[Start of Attachment]

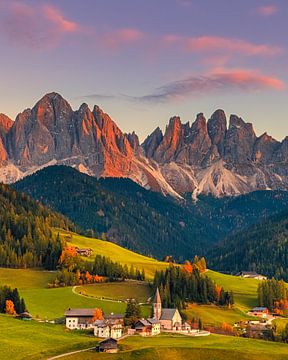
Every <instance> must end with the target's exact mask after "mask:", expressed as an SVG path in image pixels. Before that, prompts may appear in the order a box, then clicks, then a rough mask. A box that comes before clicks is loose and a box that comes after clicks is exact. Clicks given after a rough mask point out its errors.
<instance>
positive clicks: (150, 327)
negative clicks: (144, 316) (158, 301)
mask: <svg viewBox="0 0 288 360" xmlns="http://www.w3.org/2000/svg"><path fill="white" fill-rule="evenodd" d="M135 331H136V332H137V333H138V334H139V335H141V336H154V335H158V334H160V322H159V321H158V320H157V319H151V318H150V319H141V320H138V321H137V323H136V324H135Z"/></svg>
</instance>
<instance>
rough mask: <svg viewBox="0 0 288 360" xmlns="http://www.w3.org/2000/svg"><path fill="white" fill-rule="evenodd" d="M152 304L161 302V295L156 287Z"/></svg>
mask: <svg viewBox="0 0 288 360" xmlns="http://www.w3.org/2000/svg"><path fill="white" fill-rule="evenodd" d="M154 304H161V297H160V293H159V289H158V288H157V290H156V293H155V297H154Z"/></svg>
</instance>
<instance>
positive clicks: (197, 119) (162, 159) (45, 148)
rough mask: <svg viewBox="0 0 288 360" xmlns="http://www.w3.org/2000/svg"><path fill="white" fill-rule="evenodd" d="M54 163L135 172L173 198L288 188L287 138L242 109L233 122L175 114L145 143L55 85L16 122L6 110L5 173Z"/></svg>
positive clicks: (219, 117) (89, 167)
mask: <svg viewBox="0 0 288 360" xmlns="http://www.w3.org/2000/svg"><path fill="white" fill-rule="evenodd" d="M190 120H191V119H190ZM53 164H54V165H55V164H58V165H68V166H72V167H75V168H77V169H78V170H79V171H81V172H83V173H87V174H89V175H92V176H95V177H97V178H99V177H115V178H121V177H125V178H130V179H132V180H133V181H135V182H137V183H138V184H140V185H141V186H143V187H145V188H146V189H152V190H154V191H158V192H160V193H162V194H165V195H170V196H173V197H175V198H181V196H182V195H183V194H184V193H186V192H191V193H193V196H194V198H196V197H197V196H198V195H199V194H206V195H207V194H212V195H213V196H217V197H220V196H226V195H239V194H245V193H249V192H251V191H256V190H270V189H272V190H279V189H281V190H288V174H287V165H288V137H286V138H285V139H284V140H283V141H282V142H280V141H277V140H275V139H273V138H272V137H271V136H269V135H267V134H266V133H264V134H263V135H261V136H257V135H256V133H255V131H254V129H253V125H252V124H251V123H246V122H245V121H244V120H243V119H242V118H241V117H238V116H236V115H231V116H230V118H229V121H228V120H227V118H226V114H225V113H224V111H223V110H216V111H215V112H214V113H213V114H212V115H211V117H210V118H209V119H208V121H207V120H206V118H205V117H204V115H203V114H202V113H199V114H198V115H197V116H196V119H195V121H194V122H192V124H190V123H189V122H187V123H182V121H181V119H180V118H179V117H178V116H174V117H172V118H171V119H170V121H169V123H168V125H167V126H166V129H165V131H164V132H162V131H161V129H160V128H159V127H158V128H157V129H156V130H154V131H153V132H152V134H151V135H149V136H148V137H147V139H146V140H145V141H144V143H143V144H142V145H140V144H139V139H138V137H137V135H136V134H135V133H134V132H133V133H132V134H124V133H123V132H122V131H121V130H120V128H119V127H118V126H117V125H116V123H115V122H114V121H113V120H112V119H111V118H110V117H109V115H108V114H106V113H105V112H104V111H102V110H101V109H100V108H99V106H96V105H95V106H94V107H93V109H91V110H90V109H89V107H88V105H87V104H82V105H81V106H80V108H79V109H78V110H76V111H74V110H73V109H72V108H71V106H70V104H69V103H68V102H67V101H66V100H65V99H64V98H63V97H62V96H61V95H60V94H57V93H54V92H52V93H50V94H46V95H45V96H43V97H42V98H41V99H40V100H39V101H38V102H37V103H36V104H35V106H34V107H33V108H32V109H26V110H25V111H23V112H22V113H20V114H19V115H18V116H17V118H16V120H15V122H11V120H10V121H9V119H8V120H7V118H5V117H4V116H3V115H2V116H0V180H1V181H3V182H6V183H13V182H15V181H17V180H19V179H20V178H22V177H25V176H27V175H29V174H31V173H33V172H35V171H36V170H39V169H41V168H43V167H45V166H50V165H53Z"/></svg>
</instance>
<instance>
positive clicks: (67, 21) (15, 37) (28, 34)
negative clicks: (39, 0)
mask: <svg viewBox="0 0 288 360" xmlns="http://www.w3.org/2000/svg"><path fill="white" fill-rule="evenodd" d="M79 30H80V26H79V25H78V24H77V23H76V22H74V21H72V20H69V19H68V18H66V17H65V15H64V14H63V13H62V12H61V11H60V9H58V8H57V7H55V6H52V5H47V4H46V5H45V4H44V5H43V4H39V5H33V6H32V5H31V4H28V3H26V2H25V1H23V2H20V1H13V0H11V1H6V0H5V1H2V2H1V14H0V35H2V36H5V37H7V38H8V39H9V41H12V42H14V43H16V44H18V45H19V44H20V45H22V46H25V47H29V48H32V49H43V48H47V47H48V48H49V47H53V46H56V45H57V44H58V43H59V41H60V40H61V39H62V38H63V37H64V36H65V35H66V34H71V33H76V32H78V31H79Z"/></svg>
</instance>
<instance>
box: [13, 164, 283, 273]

[End of Attachment]

TASK TO COMPLETE
What you give back should be exactly the lines from the top of the data above down to and including the line with "163L135 172L173 198L288", minus any pictures.

RESULT OF THE TASK
Every <instance> must end with the target's exact mask after "mask:", expressed as an SVG path in image pixels. Before that, prompts may appear in the order a box, then clicks, then a rough mask. A box that comes before clicks is loose and a box that comes after clicks is exact. Clicks given after a rough mask point out its errors.
<instance>
positive clicks: (150, 327)
negative clicks: (144, 316) (158, 301)
mask: <svg viewBox="0 0 288 360" xmlns="http://www.w3.org/2000/svg"><path fill="white" fill-rule="evenodd" d="M135 331H136V332H137V333H138V334H139V335H141V336H154V335H158V334H160V322H159V321H158V320H157V319H151V318H150V319H141V320H138V321H137V323H136V324H135Z"/></svg>
</instance>
<instance>
rough mask: <svg viewBox="0 0 288 360" xmlns="http://www.w3.org/2000/svg"><path fill="white" fill-rule="evenodd" d="M152 304L161 302V295L156 287Z"/></svg>
mask: <svg viewBox="0 0 288 360" xmlns="http://www.w3.org/2000/svg"><path fill="white" fill-rule="evenodd" d="M154 304H161V297H160V293H159V289H158V288H157V290H156V293H155V297H154Z"/></svg>
</instance>
<instance>
positive clicks: (197, 119) (162, 159) (45, 148)
rough mask: <svg viewBox="0 0 288 360" xmlns="http://www.w3.org/2000/svg"><path fill="white" fill-rule="evenodd" d="M54 163L135 172L173 198L288 188L287 138L242 109L233 122L175 114L145 143L55 85L16 122L6 110L5 173Z"/></svg>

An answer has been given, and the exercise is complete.